§ **What you need to do**:
Pull every line with "point" from the data.
-- Study material follows --
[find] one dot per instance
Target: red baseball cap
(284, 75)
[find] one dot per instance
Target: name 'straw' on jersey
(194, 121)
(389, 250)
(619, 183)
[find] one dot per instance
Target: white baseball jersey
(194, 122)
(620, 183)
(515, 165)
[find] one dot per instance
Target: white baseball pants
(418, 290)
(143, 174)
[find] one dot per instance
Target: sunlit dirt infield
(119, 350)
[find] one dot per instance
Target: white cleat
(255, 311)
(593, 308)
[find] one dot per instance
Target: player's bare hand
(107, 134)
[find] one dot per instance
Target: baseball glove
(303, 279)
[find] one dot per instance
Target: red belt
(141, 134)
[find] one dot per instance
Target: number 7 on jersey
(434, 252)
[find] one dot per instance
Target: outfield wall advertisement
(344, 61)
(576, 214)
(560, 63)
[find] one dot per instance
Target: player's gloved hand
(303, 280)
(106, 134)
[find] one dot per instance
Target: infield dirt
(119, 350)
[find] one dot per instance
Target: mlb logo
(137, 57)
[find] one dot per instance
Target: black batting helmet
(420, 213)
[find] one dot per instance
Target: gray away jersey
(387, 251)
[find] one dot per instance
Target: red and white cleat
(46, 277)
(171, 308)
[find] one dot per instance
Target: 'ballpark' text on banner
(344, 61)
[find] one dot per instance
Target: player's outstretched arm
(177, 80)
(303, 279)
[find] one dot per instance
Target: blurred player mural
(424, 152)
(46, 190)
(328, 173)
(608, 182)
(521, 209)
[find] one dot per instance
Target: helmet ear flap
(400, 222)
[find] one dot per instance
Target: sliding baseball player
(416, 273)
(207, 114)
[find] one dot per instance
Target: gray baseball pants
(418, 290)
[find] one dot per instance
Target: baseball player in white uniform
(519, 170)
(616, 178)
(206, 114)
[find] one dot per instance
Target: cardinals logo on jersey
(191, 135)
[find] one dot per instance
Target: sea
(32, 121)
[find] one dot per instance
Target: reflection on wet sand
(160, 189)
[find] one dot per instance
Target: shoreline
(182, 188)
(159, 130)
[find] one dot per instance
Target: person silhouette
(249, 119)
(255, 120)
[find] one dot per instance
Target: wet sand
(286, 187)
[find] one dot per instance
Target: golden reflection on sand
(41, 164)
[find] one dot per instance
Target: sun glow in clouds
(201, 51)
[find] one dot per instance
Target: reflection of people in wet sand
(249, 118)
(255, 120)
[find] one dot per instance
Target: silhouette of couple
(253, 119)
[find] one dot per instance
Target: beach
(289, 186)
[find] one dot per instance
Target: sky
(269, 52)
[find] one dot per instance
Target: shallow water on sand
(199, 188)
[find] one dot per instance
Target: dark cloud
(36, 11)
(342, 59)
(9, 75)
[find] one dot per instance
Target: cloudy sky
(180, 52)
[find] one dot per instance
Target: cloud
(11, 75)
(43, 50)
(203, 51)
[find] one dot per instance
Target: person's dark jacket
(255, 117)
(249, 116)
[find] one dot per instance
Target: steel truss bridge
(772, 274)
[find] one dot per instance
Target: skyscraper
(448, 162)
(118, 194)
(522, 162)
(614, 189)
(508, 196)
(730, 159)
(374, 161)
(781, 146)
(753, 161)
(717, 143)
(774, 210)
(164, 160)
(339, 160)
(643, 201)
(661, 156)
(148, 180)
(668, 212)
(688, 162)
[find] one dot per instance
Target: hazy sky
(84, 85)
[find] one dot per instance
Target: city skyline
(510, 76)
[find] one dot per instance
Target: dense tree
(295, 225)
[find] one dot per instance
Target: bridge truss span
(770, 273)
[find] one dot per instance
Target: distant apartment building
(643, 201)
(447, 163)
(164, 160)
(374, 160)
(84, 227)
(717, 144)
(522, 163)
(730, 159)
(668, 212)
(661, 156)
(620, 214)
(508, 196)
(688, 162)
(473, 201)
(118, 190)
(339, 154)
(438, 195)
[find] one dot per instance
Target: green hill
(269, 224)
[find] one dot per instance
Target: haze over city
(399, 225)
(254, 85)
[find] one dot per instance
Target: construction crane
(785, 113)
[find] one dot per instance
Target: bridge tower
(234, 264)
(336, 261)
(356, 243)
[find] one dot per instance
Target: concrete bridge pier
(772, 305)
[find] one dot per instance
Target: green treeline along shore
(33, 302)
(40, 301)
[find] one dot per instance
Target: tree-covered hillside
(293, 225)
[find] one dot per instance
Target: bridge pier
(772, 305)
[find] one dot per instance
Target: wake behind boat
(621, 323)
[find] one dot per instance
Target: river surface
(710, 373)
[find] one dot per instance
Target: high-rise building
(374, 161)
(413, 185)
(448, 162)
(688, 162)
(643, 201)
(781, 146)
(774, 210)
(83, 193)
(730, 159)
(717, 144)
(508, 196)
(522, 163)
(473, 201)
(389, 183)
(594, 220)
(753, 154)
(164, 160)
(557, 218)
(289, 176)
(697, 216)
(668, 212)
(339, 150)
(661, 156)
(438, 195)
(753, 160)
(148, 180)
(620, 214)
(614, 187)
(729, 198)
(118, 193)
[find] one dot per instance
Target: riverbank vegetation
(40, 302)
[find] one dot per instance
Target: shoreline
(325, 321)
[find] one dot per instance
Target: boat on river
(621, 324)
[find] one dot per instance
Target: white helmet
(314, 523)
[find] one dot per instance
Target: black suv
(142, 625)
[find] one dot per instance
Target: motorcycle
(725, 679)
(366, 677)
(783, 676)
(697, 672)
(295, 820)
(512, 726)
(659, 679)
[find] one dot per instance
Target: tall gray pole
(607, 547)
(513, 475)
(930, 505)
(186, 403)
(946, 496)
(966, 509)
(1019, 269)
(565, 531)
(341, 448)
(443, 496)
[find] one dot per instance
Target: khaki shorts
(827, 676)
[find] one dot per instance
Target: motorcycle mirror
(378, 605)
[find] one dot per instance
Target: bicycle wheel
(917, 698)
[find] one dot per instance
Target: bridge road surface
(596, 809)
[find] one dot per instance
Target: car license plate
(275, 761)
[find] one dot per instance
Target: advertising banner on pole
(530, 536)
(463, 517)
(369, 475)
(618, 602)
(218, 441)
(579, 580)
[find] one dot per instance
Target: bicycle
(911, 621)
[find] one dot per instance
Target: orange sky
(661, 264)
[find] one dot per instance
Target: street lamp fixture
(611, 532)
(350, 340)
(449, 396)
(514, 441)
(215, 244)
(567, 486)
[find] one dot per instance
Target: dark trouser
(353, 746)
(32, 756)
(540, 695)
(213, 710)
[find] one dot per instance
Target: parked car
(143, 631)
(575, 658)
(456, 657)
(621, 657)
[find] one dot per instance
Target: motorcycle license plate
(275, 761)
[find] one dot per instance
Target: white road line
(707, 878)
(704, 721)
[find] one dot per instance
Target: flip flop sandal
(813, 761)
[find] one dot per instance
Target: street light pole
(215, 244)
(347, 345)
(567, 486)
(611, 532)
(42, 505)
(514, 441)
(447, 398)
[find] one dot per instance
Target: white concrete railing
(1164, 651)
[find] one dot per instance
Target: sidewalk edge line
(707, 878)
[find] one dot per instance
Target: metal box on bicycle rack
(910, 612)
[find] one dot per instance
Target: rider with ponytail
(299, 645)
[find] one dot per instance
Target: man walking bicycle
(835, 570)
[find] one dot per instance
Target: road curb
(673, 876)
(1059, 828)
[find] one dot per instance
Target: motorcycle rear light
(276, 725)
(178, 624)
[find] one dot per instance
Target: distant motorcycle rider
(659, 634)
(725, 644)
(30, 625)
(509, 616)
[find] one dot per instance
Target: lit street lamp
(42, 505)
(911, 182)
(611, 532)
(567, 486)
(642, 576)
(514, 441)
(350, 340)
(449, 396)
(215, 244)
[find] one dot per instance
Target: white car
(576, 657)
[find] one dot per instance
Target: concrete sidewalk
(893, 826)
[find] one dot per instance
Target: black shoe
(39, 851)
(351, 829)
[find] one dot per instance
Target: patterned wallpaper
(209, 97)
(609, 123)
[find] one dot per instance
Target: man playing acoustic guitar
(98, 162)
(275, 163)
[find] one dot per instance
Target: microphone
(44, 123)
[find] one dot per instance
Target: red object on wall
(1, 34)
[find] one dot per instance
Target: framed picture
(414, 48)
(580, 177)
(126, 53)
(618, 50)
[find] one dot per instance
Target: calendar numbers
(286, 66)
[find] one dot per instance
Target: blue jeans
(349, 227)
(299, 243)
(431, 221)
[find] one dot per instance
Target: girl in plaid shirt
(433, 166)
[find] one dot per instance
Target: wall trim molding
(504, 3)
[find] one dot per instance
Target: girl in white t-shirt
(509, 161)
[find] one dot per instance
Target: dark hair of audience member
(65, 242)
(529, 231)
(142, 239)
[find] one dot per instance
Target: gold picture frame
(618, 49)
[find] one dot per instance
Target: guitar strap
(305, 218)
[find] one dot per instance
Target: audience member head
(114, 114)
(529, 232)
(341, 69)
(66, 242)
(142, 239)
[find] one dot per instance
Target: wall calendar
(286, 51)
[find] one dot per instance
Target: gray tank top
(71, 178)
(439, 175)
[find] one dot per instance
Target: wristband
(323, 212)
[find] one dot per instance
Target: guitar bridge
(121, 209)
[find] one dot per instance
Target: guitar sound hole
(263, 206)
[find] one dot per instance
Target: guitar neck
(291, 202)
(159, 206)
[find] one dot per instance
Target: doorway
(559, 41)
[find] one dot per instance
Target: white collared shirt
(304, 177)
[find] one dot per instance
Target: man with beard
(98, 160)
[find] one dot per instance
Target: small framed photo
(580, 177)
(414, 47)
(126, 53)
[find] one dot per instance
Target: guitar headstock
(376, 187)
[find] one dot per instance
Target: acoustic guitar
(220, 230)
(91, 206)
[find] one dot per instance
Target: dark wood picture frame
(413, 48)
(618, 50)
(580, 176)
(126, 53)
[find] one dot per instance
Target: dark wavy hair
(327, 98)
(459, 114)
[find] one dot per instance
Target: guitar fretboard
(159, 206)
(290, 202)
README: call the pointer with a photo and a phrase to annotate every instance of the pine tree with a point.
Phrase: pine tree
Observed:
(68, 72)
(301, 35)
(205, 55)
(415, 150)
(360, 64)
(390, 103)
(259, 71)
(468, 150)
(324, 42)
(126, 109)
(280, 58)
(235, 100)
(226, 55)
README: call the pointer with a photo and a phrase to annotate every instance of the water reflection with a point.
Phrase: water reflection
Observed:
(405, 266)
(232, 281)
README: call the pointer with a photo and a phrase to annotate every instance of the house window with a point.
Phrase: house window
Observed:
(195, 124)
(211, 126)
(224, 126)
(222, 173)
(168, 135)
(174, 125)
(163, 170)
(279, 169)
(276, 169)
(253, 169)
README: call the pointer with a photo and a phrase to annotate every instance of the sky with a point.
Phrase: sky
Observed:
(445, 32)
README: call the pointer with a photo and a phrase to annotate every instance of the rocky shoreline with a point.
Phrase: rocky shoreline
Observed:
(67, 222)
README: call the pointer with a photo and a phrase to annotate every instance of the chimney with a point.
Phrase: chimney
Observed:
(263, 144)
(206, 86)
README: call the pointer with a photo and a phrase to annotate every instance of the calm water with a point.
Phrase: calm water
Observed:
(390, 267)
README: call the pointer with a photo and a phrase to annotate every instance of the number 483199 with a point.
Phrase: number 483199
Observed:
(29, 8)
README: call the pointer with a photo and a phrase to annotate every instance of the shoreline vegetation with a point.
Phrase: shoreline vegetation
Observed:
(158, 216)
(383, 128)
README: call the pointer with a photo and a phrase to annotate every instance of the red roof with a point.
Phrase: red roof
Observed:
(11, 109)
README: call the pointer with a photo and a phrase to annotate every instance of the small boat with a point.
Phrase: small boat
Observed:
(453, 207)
-- Study material concluded --
§ **Task answer**:
README: call the pointer with a photo and a phrase to annotate every instance of the pine tree with a point.
README: call the pointer with a photo and a phrase to annotate every instance of the water reflection with a point.
README: call the pointer with a photo and a phrase to annotate every instance of the house window with a point.
README: call the pointer with a photo and a phrase to annotate every instance of the sky with a point.
README: call the pointer with a photo and a phrase to annotate every instance of the rocky shoreline with a point.
README: call the pointer with a photo and a phrase to annotate every instance of the chimney with a point.
README: call the pointer with a photo and a phrase to annotate every instance of the calm water with a point.
README: call the pointer with a photo and a phrase to annotate every instance of the number 483199 with a point.
README: call the pointer with a photo and a phrase to annotate every instance of the shoreline vegetation with a point.
README: call the pointer with a photo and a phrase to annotate every instance of the red roof with a point.
README: call the pointer with a photo and a phrase to annotate every instance of the small boat with a point.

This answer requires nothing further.